:: TANTANGAN A ::
Menurut kutipan teks, apa yang menghasilkan keriangan kencan-keluar itu?

:: KUTIPAN TEKS ::
<<<<
Penuh sukacita dan tanpa terkekang, Marie datang pada pendeta tua itu.Dalam kebrutalan Kristianinya Eugène Sue menggunakan suatu naluri yang mempesona dengan seketika membisikkan ke telinganya bahwa “malu berakhir di saat penyesalan dan bertobat dimulai,” yaitu, di gereja, yang adalah satu-satunya yang dapat memberi kebahagiaan. Ia lupa akan keriangan yang tak-terkendali dari kencan-keluar itu, suatu keriangan yang dihasilkan oleh berkat-berkat alam dan simpati Rudolph yang bersahabat, dan yang hanya terganggu oleh pikiran akan keharusan pulang pada wanita-pemilik kedai para penjahat itu.
>>>>
:: BAHAN LATIHAN ::
<<<<
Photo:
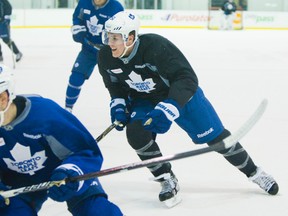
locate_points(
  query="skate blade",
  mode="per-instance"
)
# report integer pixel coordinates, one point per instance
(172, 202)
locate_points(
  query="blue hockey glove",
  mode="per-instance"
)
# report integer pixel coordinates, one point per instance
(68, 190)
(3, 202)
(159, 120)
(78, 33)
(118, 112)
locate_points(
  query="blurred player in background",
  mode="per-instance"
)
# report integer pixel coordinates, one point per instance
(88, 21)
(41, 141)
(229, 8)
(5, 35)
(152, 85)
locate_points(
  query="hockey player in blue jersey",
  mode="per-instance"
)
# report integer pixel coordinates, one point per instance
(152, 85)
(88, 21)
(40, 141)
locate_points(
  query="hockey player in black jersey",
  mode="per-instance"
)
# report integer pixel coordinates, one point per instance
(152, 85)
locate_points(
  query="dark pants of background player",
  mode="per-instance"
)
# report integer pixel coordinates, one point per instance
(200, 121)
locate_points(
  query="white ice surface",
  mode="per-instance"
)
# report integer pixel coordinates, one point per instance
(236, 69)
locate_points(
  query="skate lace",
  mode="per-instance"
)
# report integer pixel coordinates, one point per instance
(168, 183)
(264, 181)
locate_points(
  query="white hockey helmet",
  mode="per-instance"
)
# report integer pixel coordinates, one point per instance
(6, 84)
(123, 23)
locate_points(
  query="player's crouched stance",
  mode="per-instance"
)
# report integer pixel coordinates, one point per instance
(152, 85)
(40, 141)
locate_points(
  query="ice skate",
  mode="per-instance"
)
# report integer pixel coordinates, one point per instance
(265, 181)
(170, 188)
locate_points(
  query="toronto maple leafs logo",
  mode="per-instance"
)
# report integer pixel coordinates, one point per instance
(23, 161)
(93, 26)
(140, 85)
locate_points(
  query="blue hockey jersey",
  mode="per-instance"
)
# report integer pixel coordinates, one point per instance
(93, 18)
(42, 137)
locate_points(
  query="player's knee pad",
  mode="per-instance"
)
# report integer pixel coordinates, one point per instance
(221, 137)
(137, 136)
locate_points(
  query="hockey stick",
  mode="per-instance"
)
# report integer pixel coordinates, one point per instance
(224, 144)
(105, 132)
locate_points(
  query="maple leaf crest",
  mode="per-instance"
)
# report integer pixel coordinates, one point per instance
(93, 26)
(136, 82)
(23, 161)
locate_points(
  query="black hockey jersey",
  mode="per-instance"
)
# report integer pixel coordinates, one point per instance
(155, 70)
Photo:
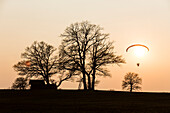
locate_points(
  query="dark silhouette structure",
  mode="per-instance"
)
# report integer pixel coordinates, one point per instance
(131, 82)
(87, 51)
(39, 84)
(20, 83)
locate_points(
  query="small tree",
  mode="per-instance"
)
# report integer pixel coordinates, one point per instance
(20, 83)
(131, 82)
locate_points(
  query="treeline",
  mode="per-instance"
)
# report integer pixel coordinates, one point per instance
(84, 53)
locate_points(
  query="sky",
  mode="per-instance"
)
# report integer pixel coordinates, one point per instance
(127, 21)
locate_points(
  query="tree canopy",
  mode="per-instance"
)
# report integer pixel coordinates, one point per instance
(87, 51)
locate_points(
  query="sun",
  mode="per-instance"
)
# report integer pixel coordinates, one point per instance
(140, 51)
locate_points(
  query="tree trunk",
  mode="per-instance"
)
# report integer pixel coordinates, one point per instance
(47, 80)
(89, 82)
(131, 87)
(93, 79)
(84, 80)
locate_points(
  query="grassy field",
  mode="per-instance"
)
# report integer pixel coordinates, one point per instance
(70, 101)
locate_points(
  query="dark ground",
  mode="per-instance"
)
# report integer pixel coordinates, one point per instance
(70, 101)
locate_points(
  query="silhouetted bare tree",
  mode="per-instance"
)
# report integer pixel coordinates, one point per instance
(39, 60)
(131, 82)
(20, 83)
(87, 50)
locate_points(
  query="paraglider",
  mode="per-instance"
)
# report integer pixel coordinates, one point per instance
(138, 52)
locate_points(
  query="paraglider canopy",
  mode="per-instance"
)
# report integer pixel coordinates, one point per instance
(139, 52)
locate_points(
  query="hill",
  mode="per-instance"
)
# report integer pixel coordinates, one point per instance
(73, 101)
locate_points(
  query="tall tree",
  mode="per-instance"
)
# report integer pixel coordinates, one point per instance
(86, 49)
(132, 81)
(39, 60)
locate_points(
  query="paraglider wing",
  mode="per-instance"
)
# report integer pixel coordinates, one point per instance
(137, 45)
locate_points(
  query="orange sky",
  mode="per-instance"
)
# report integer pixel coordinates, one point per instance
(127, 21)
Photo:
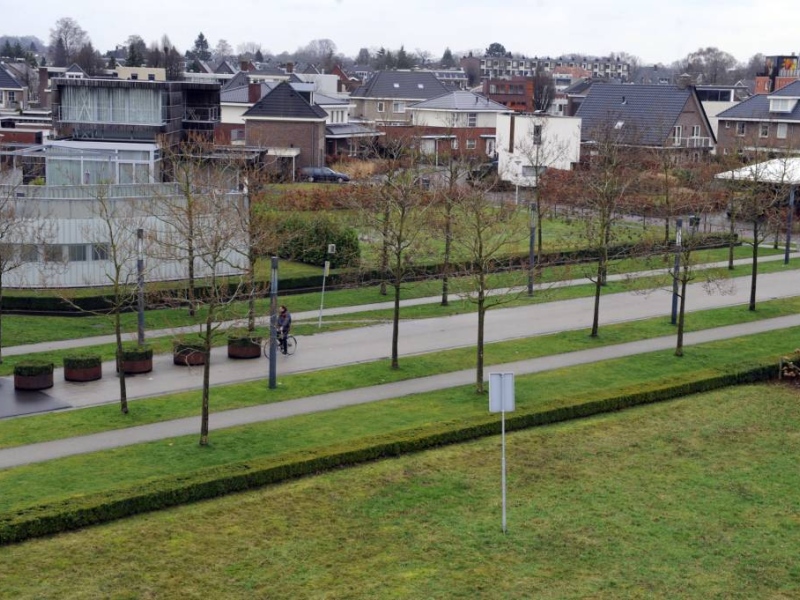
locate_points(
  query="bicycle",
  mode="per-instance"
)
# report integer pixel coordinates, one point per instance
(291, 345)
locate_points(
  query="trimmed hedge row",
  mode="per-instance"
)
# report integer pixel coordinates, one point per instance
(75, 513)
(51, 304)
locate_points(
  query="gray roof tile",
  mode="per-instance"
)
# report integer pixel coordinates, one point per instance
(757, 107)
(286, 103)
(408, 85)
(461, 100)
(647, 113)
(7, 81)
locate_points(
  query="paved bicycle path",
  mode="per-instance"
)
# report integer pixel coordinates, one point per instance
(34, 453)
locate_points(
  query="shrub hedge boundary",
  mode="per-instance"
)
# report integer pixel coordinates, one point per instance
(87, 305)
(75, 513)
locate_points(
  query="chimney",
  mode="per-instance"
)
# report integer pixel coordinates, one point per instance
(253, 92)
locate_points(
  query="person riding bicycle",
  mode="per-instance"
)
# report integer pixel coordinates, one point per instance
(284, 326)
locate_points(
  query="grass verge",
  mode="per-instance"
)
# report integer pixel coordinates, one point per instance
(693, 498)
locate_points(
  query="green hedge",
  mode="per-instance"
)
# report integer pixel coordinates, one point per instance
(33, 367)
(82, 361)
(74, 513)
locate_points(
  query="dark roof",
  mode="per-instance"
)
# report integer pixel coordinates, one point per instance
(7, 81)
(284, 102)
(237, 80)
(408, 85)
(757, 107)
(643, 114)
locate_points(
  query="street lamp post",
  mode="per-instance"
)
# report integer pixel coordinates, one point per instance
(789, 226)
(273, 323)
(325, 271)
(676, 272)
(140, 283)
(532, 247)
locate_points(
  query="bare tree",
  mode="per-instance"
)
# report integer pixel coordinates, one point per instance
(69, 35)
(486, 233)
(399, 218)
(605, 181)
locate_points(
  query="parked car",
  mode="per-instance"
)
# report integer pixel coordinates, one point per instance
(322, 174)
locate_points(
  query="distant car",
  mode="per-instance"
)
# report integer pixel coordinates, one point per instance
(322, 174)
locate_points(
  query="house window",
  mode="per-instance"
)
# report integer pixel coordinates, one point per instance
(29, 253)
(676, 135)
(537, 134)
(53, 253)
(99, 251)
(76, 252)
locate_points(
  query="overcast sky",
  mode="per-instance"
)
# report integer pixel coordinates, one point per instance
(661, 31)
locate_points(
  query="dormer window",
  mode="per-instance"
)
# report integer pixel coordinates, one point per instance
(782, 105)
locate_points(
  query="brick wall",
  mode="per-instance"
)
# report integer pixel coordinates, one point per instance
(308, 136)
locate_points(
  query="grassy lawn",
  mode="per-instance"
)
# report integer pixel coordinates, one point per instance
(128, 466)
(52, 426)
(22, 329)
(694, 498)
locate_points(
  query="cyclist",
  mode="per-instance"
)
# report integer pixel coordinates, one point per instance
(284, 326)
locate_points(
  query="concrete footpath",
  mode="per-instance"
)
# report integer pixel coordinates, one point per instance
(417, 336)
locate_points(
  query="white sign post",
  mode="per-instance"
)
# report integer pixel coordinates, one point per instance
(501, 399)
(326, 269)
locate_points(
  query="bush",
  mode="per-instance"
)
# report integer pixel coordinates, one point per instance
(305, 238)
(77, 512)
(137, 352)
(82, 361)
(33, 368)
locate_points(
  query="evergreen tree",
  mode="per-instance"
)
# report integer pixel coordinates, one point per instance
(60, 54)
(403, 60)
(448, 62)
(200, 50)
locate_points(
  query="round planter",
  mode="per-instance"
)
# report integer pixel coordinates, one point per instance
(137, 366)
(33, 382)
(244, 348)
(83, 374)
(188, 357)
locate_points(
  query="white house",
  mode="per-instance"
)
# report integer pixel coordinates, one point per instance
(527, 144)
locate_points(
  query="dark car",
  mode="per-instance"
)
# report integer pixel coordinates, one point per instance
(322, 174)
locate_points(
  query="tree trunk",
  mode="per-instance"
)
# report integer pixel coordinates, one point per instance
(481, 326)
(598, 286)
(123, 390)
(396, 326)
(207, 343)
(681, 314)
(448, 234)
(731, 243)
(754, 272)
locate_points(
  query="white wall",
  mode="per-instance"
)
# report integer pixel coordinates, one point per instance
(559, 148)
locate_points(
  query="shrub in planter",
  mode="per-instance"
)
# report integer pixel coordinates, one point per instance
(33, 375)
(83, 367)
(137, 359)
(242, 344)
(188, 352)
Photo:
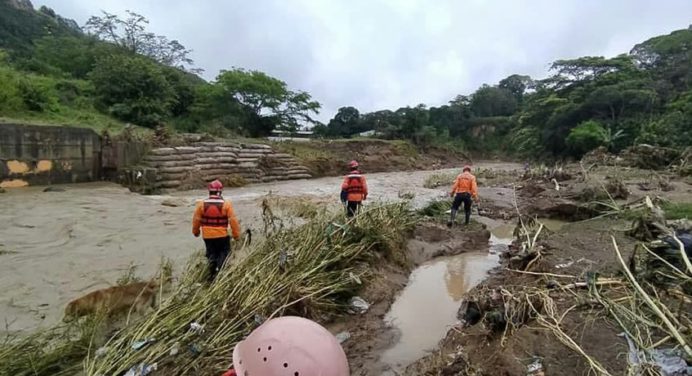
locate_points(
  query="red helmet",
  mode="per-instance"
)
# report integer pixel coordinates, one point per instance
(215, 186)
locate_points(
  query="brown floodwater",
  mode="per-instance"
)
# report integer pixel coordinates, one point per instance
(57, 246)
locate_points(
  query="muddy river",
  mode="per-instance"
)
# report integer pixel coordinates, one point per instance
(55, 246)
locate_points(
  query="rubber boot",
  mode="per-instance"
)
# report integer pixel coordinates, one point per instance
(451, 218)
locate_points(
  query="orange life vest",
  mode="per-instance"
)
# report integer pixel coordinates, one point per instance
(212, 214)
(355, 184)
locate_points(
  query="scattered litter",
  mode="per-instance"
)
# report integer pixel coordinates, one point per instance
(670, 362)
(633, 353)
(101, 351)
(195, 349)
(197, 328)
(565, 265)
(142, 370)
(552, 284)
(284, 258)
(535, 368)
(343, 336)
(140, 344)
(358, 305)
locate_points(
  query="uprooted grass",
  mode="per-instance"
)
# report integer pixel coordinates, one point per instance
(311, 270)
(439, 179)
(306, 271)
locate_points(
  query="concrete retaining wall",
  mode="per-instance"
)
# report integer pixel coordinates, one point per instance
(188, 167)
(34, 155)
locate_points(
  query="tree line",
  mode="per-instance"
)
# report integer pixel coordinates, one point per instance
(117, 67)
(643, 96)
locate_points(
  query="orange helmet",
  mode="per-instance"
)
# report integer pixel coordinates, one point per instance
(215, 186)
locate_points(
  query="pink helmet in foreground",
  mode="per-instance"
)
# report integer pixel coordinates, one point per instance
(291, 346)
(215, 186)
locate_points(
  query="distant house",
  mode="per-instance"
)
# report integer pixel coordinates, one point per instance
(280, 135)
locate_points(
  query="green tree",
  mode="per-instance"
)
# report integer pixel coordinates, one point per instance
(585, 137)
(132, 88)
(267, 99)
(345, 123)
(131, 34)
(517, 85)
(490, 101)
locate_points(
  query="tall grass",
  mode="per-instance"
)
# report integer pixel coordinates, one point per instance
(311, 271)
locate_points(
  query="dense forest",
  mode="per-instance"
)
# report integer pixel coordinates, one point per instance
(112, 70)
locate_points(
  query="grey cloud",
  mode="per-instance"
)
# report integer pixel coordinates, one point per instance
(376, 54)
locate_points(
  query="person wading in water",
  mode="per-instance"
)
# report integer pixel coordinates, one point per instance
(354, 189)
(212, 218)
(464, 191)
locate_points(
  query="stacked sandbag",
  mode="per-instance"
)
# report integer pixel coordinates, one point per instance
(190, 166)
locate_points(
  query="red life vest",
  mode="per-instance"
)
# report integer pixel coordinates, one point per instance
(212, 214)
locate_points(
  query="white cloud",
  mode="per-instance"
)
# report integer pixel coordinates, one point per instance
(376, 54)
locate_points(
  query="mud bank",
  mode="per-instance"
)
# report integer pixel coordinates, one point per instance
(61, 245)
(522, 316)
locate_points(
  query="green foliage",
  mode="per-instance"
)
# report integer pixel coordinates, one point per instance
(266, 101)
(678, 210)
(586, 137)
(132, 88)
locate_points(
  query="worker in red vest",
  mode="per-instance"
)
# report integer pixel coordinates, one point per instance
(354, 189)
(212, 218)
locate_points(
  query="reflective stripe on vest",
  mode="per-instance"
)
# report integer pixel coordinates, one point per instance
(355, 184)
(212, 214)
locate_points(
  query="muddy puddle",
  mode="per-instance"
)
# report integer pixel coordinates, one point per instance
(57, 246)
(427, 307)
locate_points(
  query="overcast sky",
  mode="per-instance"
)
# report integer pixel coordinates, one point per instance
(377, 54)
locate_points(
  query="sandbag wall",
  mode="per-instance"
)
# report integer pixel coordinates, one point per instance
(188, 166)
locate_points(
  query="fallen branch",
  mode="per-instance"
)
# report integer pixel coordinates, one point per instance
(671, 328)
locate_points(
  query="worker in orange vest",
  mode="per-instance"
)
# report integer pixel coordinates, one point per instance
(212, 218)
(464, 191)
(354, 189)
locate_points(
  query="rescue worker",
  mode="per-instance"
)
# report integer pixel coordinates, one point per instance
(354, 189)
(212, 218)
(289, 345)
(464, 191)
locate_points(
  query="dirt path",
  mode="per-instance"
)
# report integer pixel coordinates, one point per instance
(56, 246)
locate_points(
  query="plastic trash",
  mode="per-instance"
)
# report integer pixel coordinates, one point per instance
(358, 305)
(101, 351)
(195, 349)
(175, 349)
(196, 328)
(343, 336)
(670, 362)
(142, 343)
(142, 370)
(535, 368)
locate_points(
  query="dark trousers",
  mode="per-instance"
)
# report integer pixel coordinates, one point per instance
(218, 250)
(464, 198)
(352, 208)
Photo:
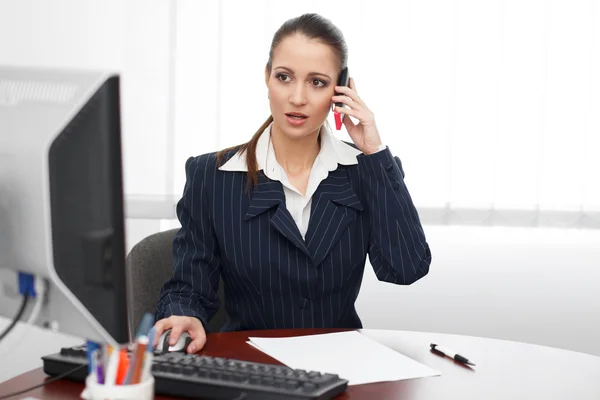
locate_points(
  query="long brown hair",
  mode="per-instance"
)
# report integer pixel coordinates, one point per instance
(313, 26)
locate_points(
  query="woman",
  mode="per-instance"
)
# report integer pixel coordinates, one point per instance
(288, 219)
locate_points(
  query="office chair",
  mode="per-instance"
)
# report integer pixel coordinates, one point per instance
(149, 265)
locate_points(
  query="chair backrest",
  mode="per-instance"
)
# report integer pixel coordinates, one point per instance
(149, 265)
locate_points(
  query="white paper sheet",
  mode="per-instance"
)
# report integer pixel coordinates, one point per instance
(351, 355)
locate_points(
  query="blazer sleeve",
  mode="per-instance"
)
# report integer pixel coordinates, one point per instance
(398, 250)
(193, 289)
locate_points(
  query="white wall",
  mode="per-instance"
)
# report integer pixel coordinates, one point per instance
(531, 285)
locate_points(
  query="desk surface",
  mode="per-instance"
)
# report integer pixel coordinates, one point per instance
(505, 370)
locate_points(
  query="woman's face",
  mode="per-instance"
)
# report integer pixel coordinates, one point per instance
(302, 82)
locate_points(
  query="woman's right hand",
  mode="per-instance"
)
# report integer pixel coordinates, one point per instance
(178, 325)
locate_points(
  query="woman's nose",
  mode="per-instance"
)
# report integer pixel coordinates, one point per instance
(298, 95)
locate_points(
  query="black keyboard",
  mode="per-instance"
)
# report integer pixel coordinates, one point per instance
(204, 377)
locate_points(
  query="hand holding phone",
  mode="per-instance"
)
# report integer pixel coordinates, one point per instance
>>>>
:: TANTANGAN B ::
Sebutkan jumlah baris catatan yang memuat kata "surface". Perbedaan huruf besar dan kecil diperhitungkan. Jawab hanya dengan angkanya.

:: JAWABAN TERTULIS A ::
Keriangan itu dihasilkan oleh berkat-berkat alam dan simpati Rudolph yang bersahabat.

:: JAWABAN TERTULIS B ::
2